* **Set of tasks**
- A) Answer these questions using the hotel review:
(i) What restaurant is on the 1st floor?
(ii) In which Oslo neighborhood does the building sit?
(iii) How much does a lunch plate cost in the city?
- B) Write out the section of the hotel review that opens with "No front desk. Check-in" and closes with "the 1st floor.", substituting "rain showers" for "walk-in showers".

* **Text**
No front desk. Check-in is via the app, and your phone is your room key. Rooms are spacious with hardwood floors, walk-in showers, and Egyptian cotton bedding. The larger studios and suites have kitchenettes. More well-designed aparthotel than traditional hotel. Michelin restaurant Savage on the 1st floor.

There is no front desk. No receptionist. No human being to greet you when you walk in. Everything at Revier runs through your phone, from check-in to room access. If that sounds liberating, you'll love it here. If your phone battery dies in the taxi from the airport, you have a problem.

The building sits in Kvadraturen, Oslo's oldest neighborhood, wedged between Akershus Fortress and the waterfront. Oslo Central Station is a short walk. The Opera House is close. You're in the thick of it without being on Karl Johan's tourist conveyor belt.

Rooms are sharp. Scandi-cool done right, with warm earth tones, Egyptian cotton bedding, and big flat-screens with streaming built in. Cleanliness is immaculate. Some units have small kitchenettes, which saves real money in a city where a lunch plate costs 250 NOK. No fridge in the standard rooms, though, which is annoying.

* **Record extracts**
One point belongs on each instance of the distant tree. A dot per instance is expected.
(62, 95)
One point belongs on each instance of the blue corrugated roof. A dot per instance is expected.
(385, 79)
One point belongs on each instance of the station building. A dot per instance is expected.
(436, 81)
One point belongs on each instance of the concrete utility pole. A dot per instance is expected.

...

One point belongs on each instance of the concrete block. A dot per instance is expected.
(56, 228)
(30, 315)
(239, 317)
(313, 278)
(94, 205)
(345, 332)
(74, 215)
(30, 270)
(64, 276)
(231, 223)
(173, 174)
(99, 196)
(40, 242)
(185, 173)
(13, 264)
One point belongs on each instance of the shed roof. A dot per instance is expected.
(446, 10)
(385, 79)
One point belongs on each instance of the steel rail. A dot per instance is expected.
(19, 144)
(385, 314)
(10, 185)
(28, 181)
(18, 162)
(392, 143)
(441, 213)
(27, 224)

...

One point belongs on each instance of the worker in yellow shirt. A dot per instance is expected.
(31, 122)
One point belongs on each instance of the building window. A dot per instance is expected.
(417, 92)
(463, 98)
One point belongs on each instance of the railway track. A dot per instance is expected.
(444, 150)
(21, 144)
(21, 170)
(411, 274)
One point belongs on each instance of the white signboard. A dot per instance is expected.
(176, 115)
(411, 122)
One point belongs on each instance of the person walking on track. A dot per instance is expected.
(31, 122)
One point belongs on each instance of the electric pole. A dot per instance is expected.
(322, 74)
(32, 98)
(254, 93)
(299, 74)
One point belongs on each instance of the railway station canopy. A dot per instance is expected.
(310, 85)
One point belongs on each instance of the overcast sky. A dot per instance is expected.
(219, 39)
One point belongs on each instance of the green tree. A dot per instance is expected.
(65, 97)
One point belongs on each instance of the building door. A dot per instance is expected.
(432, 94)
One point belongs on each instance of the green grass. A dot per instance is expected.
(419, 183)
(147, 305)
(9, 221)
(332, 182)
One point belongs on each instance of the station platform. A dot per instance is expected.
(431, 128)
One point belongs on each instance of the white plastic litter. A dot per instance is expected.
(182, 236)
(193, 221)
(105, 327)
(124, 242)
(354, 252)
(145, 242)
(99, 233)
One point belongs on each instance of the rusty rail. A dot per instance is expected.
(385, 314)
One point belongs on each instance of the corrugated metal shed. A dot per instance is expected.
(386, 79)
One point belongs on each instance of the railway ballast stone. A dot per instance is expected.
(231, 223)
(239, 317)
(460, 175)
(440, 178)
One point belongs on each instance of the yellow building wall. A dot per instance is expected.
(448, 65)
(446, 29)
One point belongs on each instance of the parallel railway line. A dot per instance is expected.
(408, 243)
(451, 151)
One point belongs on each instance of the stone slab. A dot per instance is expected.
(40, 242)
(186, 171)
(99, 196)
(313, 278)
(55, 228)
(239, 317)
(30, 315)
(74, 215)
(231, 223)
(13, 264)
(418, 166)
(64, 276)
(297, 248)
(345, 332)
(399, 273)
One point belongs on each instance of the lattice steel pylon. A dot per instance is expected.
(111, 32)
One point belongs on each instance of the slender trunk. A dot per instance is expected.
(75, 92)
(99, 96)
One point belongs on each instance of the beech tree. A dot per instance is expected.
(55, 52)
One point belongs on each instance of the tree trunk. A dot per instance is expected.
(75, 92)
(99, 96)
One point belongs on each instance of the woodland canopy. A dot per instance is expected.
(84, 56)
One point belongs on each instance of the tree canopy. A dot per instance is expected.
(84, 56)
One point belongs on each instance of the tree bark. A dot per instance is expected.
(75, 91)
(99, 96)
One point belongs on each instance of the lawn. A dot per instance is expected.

* **Responses to the exercise**
- A)
(i) Savage, a Michelin restaurant.
(ii) Kvadraturen.
(iii) 250 NOK.

- B)
No front desk. Check-in is via the app, and your phone is your room key. Rooms are spacious with hardwood floors, rain showers, and Egyptian cotton bedding. The larger studios and suites have kitchenettes. More well-designed aparthotel than traditional hotel. Michelin restaurant Savage on the 1st floor.